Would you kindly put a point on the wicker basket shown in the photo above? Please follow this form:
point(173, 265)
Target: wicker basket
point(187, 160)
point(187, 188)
○ ○ ○ ○
--- Exercise description ---
Could you copy out every line of the material above, word for word?

--- Written response ---
Would you kindly put a point on the wicker basket shown in the photo above? Please follow this form:
point(173, 265)
Target: wicker basket
point(187, 160)
point(187, 188)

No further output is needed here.